*EXCERPTED PASSAGE:*
---
If wind and rain, cold and night covers the earth, you feel protected if you have at least a simple roof above your head. Try this in the African bush, try it in the tropics or in the Himalayan valleys. You’ll experience existential feelings.

What connects all these places is one of the most simple and certainly most affordable inventions of human beings: the corrugated iron roof. You’ll feel the heat of the burning sun beams , you have to learn to sleep under the sizzle of an army of rain drops  - and you always know that the weather, the sun, the wind and the rain are just there, just a sheet away. So you are part of the environment, of nature and its moods.

 

But then, in Lagos, Nigeria or in Colombo, Sri Lanka, two tropical countries where I used to live for more than 10 years I learned also about the beauty of these landscapes of corrugated iron roof sheets. The penetrating humidity and the abundance of rains works on these roofs like restless ants. If one finds a place to have a view  from above, it can appear as a sophisticated pattern of carpets on display. And some of these roofs can tell whole stories. This occurred to me most strikingly first in the tower house of Susanne Wenger in Oshogbo in Nigeria. I became to love the stories on the roofs, I wandered through towns and villages to collect those roofs which told such stories and challenged me to discover more of them. I would  highlight some by colour and a few lines , continue the design of others  or develop my own intuitive stories on the fertile ground of these corrugated roofs.

 

When eventually I decided to move around to collect story-telling roofs, some locals joined me to offer a helping hand, others might have had her doubts about the state of my mind ( try to grasp the consternation of locals as a “white lady” went browsing through their trash).

But eventually all these endeavours of collecting these roofs,, working on them, my often talks with people who helped me carrying and cutting these sheets I consider an homage on all those people living under these roofs. It is indeed a poor material. And don’t forget the holes  it develops over the time, the dropping of water into the house until the sheet is eventually replaced by another.

 

To remember these people who live under these roofs, to bring them and their lives closer to my audience was the underlying spirit to all my art work around the corrugated iron roofs.
---
*RECORDED DATA:*
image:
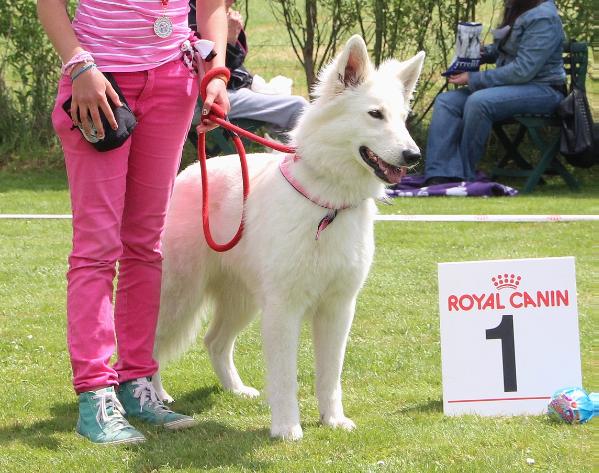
---
*SHORT TASK:* In the passage on corrugated iron roofs, in which two cities did the writer live for more than ten years? These lines were drawn from a separate source.

*ANSWER TO THE EXERCISE:* Lagos, Nigeria, and Colombo, Sri Lanka.